What is being asked: Print, please, the line that contains "Exercise. Point to every instance of the rowboat" and each line after it to the end of the entries, unchanged and with nothing else.

Working data:
┏━━
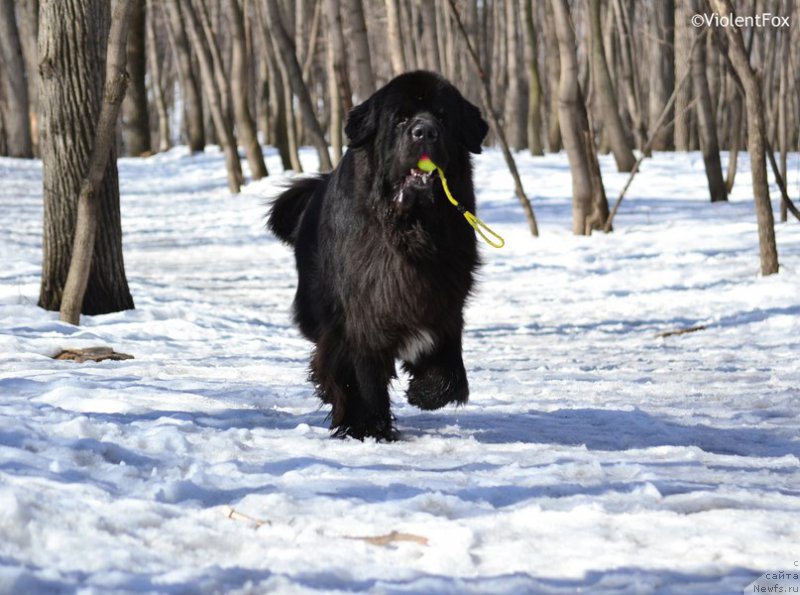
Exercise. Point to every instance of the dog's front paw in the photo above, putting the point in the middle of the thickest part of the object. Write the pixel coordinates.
(436, 387)
(382, 430)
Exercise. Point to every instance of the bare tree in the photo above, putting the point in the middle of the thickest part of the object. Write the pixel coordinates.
(396, 53)
(662, 67)
(116, 81)
(213, 93)
(240, 75)
(587, 190)
(284, 50)
(755, 141)
(154, 64)
(612, 123)
(72, 46)
(515, 105)
(534, 82)
(683, 41)
(135, 118)
(707, 130)
(15, 89)
(364, 76)
(192, 100)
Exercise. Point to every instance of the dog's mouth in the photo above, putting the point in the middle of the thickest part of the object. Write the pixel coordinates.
(417, 179)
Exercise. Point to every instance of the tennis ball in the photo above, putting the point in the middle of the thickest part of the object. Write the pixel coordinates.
(426, 165)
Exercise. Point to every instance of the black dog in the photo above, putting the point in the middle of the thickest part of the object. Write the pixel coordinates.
(384, 261)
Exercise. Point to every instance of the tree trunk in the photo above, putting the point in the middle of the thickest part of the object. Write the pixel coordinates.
(154, 64)
(72, 46)
(612, 123)
(662, 69)
(430, 43)
(553, 67)
(240, 73)
(706, 123)
(190, 88)
(494, 124)
(116, 81)
(364, 77)
(628, 75)
(135, 120)
(755, 141)
(15, 89)
(334, 91)
(284, 51)
(783, 123)
(336, 41)
(395, 38)
(278, 118)
(683, 41)
(515, 105)
(736, 126)
(534, 83)
(29, 32)
(213, 94)
(575, 129)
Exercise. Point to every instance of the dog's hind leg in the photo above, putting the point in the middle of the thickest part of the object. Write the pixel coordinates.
(356, 388)
(438, 378)
(372, 416)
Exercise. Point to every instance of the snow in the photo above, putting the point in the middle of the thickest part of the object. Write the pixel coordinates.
(592, 456)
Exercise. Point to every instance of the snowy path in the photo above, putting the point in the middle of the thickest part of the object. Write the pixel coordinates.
(592, 455)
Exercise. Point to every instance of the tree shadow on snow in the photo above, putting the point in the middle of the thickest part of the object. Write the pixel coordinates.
(611, 429)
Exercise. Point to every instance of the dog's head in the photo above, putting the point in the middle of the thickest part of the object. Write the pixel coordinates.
(415, 114)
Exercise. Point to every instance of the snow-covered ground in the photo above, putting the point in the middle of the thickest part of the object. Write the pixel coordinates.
(593, 455)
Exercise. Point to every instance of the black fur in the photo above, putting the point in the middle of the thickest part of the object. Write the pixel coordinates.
(385, 263)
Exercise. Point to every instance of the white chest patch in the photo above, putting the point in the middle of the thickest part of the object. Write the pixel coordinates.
(416, 345)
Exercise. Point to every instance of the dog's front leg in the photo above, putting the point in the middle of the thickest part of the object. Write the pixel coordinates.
(368, 409)
(438, 378)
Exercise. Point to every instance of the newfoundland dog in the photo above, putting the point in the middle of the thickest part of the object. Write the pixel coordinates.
(384, 261)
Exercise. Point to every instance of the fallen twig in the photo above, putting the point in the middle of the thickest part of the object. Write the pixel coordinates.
(93, 354)
(392, 537)
(235, 515)
(683, 331)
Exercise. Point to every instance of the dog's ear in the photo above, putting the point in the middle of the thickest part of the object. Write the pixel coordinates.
(473, 127)
(362, 123)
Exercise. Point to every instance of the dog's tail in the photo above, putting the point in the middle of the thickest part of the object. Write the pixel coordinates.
(287, 210)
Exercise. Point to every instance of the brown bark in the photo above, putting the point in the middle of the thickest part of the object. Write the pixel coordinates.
(575, 129)
(488, 109)
(534, 128)
(612, 123)
(395, 40)
(364, 77)
(515, 105)
(28, 14)
(662, 69)
(15, 89)
(284, 50)
(213, 94)
(430, 42)
(72, 48)
(683, 40)
(553, 67)
(706, 123)
(755, 141)
(190, 88)
(240, 86)
(154, 64)
(135, 119)
(116, 81)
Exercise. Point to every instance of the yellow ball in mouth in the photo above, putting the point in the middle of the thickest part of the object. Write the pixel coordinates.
(426, 165)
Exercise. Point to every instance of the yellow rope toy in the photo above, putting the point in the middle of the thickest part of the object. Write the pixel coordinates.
(426, 165)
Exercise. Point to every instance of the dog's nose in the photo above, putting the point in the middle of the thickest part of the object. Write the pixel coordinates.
(424, 130)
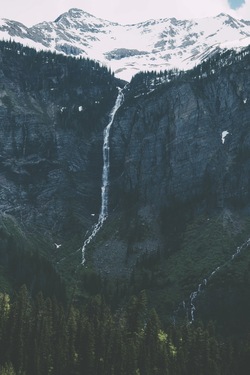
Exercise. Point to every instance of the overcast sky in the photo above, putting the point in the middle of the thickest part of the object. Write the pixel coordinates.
(30, 12)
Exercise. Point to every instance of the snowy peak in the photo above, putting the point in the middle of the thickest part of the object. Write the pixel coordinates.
(156, 45)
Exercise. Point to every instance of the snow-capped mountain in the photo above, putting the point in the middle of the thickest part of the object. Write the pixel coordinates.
(127, 49)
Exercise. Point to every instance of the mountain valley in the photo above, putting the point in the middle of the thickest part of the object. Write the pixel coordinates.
(162, 208)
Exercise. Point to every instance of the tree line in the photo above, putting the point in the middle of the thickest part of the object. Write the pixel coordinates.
(39, 336)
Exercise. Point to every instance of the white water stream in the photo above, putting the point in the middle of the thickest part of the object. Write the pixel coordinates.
(105, 175)
(189, 305)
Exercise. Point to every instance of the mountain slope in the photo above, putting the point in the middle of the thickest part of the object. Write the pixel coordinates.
(127, 49)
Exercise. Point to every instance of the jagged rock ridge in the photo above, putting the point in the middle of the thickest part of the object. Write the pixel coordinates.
(127, 49)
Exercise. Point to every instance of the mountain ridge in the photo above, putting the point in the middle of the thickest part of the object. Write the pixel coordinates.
(152, 45)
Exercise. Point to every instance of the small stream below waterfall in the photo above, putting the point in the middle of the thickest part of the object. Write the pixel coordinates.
(188, 306)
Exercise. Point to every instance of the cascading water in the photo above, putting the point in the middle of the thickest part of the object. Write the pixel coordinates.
(189, 306)
(105, 175)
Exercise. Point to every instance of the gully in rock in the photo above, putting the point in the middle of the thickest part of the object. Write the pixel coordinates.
(105, 175)
(189, 306)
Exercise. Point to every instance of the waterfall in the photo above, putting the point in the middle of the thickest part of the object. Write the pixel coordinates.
(189, 306)
(105, 174)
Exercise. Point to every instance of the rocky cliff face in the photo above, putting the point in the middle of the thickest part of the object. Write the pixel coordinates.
(52, 113)
(178, 149)
(180, 146)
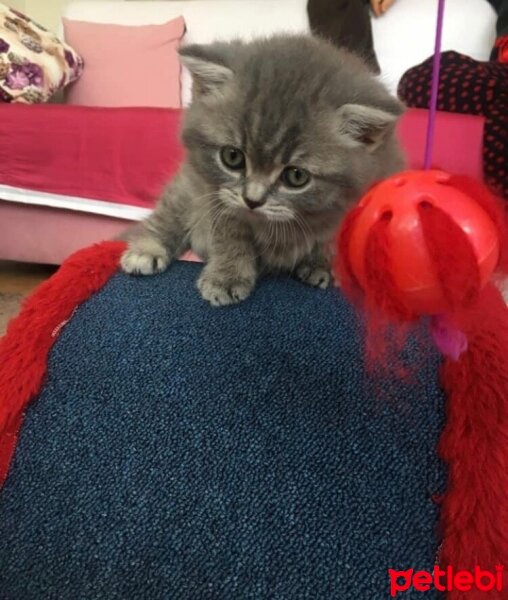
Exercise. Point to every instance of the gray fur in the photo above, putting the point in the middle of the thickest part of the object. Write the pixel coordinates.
(284, 101)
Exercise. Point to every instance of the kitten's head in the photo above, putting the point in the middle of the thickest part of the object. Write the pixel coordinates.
(287, 126)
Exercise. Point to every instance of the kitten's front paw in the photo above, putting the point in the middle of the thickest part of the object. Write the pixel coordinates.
(221, 292)
(144, 257)
(316, 276)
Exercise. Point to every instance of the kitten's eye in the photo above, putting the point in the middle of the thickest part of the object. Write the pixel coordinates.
(294, 177)
(232, 158)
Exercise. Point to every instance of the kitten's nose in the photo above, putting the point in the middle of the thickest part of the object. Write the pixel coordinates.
(252, 204)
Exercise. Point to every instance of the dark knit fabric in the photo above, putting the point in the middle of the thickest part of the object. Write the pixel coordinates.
(181, 452)
(468, 86)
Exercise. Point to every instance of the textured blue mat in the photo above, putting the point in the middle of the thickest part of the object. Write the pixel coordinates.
(182, 452)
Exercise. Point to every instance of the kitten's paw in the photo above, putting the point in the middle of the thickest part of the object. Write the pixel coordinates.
(144, 257)
(316, 276)
(223, 292)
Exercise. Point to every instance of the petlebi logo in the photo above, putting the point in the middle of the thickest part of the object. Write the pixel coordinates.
(446, 580)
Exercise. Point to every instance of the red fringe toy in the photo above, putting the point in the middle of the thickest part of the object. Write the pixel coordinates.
(426, 243)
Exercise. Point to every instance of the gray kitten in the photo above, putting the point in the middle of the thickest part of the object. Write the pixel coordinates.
(282, 136)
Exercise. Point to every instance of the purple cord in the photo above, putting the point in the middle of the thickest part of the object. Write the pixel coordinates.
(435, 85)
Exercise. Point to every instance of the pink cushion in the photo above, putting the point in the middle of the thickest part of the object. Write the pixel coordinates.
(127, 66)
(121, 155)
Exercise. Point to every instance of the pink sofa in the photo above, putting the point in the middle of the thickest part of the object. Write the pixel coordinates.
(71, 176)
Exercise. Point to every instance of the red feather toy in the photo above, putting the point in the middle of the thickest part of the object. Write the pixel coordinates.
(425, 243)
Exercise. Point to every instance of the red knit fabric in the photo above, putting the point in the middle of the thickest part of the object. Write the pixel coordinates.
(474, 444)
(25, 347)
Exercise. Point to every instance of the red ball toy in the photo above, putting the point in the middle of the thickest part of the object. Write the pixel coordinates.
(414, 263)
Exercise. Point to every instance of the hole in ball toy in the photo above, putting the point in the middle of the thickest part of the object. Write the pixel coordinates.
(425, 204)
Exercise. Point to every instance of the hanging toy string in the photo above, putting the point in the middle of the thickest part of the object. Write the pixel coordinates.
(435, 86)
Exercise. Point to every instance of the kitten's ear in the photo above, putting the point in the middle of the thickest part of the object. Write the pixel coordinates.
(208, 68)
(366, 126)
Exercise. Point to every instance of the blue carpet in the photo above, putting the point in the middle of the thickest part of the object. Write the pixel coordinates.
(181, 452)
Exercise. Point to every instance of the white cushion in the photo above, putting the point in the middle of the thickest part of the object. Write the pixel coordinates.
(403, 37)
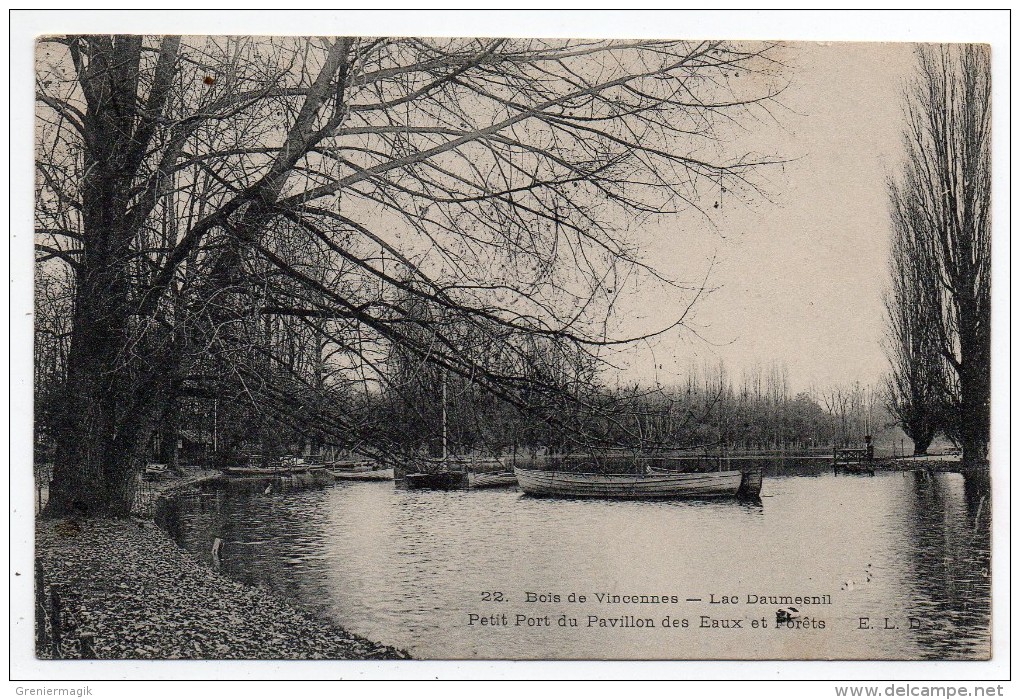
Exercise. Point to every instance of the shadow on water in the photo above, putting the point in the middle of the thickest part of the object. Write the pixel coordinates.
(950, 564)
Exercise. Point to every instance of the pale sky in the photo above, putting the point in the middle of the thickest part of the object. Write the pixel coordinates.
(798, 280)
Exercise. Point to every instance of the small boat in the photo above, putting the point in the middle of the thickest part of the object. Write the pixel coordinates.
(369, 475)
(445, 480)
(659, 485)
(491, 481)
(353, 465)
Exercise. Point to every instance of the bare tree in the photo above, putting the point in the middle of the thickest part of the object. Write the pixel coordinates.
(944, 197)
(916, 386)
(175, 177)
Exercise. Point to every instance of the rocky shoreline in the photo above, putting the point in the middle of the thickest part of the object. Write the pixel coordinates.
(122, 589)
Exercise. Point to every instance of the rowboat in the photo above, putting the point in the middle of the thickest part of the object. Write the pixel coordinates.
(491, 481)
(370, 475)
(659, 485)
(444, 480)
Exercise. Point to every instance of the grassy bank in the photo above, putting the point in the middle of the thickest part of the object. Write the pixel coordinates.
(130, 592)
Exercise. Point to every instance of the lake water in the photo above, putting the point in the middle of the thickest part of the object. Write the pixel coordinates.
(420, 569)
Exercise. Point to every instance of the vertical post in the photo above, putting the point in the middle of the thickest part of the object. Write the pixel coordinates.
(215, 410)
(444, 419)
(42, 639)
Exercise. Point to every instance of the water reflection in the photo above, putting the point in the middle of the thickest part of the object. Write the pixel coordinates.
(408, 567)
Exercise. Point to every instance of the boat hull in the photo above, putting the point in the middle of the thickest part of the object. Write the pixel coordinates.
┗━━
Result for this exercise:
Exercise. Point to every instance of the rowboat in the photo above, putting the point in the middle of the thickest part of the object. Write the pixel coordinates.
(491, 481)
(370, 475)
(659, 485)
(444, 480)
Exercise. Point to every instance of the grassy bank in the photo above, putting the point in the middle of the thickest part of the object. Write the pixel coordinates.
(130, 592)
Exercise. Point to every instance of the lake water in the photo above, putting the point in the middle of the thickest part of the object. Write the pixel coordinates.
(420, 569)
Exercise. Point to every instance of the vertical post in the photo above, putting the point in the middle of the thickest part of the object. Write the pixel coordinates.
(215, 410)
(444, 419)
(42, 639)
Exercise. Point to every instance of the water reflection in the photo above, putting the point in the middle of the thickest part of the object. Write the pixel coordinates.
(408, 567)
Exercise. Point to every instance of the boat hull in the photo above, putting the point in the middle of the thickest part of the object. Write the pixel coordinates.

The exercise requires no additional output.